Convert the listing below into a numbered list, leaving out any blank lines.
-- BEGIN RECORDED DATA --
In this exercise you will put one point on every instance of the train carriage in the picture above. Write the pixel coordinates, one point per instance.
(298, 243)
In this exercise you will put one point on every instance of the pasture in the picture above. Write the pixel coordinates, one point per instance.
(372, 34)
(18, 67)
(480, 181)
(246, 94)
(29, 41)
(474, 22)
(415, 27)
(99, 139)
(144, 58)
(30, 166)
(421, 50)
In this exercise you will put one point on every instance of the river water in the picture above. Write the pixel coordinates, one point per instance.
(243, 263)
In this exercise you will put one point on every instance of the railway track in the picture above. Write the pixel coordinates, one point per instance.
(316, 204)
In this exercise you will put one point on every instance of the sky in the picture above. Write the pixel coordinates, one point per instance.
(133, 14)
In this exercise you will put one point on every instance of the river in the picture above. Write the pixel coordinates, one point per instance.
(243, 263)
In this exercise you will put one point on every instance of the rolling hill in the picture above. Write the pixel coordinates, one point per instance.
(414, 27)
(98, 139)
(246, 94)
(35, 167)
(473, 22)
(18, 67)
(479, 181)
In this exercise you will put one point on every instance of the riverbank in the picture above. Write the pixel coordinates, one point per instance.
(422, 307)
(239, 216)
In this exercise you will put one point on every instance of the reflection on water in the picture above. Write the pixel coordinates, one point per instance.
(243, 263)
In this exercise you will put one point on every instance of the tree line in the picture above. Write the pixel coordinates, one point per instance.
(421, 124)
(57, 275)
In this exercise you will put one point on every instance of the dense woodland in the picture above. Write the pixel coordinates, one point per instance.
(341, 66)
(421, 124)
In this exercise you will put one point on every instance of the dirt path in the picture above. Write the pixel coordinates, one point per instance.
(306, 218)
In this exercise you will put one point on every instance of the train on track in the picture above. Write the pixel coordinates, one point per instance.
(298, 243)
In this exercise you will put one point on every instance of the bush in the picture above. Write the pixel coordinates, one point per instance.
-- END RECORDED DATA --
[EXPECTED ANSWER]
1. In this exercise you will put one point on every instance of the train carriage in the picture above. Write the pixel coordinates, one point per instance.
2. (298, 243)
3. In this exercise you will put one point on every instance of the pasture in the picture above. Write the pixel coordinates, one point per instance.
4. (372, 34)
5. (18, 67)
6. (480, 181)
7. (246, 94)
8. (29, 41)
9. (474, 22)
10. (415, 27)
11. (99, 139)
12. (144, 58)
13. (30, 166)
14. (421, 50)
15. In this exercise you will put one point on every instance of the river water in the picture above. Write the pixel coordinates, one point per instance.
16. (243, 263)
17. In this exercise you will put one point on every instance of the railway track in the picture above. Write the pixel coordinates, one point per instance.
18. (316, 204)
19. In this exercise you will put one point on every instance of the sky in the picture above. Write the pixel coordinates, one point per instance.
20. (133, 14)
21. In this exercise you will put one point on every instance of the river in the picture above. Write the pixel coordinates, one point per instance.
22. (243, 263)
23. In this exercise you will put one point on every instance of the rolling hill in the picture above. Write the pixel coordinates, one point per instance.
24. (414, 27)
25. (98, 139)
26. (246, 94)
27. (35, 167)
28. (473, 22)
29. (18, 67)
30. (479, 181)
31. In this exercise you will put one point on every instance of the riverbank in the picture above. Write the pixel coordinates, one point per instance.
32. (422, 307)
33. (239, 216)
34. In this exercise you will put one point on every instance of the reflection on water in the picture above. Write the pixel coordinates, one point per instance.
35. (243, 263)
36. In this exercise you will put one point on every instance of the tree line in the picture above. Write the pixel coordinates, one point per instance.
37. (421, 124)
38. (57, 275)
39. In this exercise you will put one point on every instance of the dense woodland in the picture above. Write the pixel coordinates, one point per instance.
40. (341, 66)
41. (421, 124)
42. In this exercise you will put one point on every instance of the dirt path in the picture above. Write the pixel coordinates, one point per instance.
43. (306, 218)
44. In this exercise you will put one point on every instance of the train on track in the picture above. Write the pixel coordinates, one point per instance.
45. (298, 243)
46. In this exercise you will put one point on every instance of the bush in the picture above. Write the pixel coordinates, one point per instance.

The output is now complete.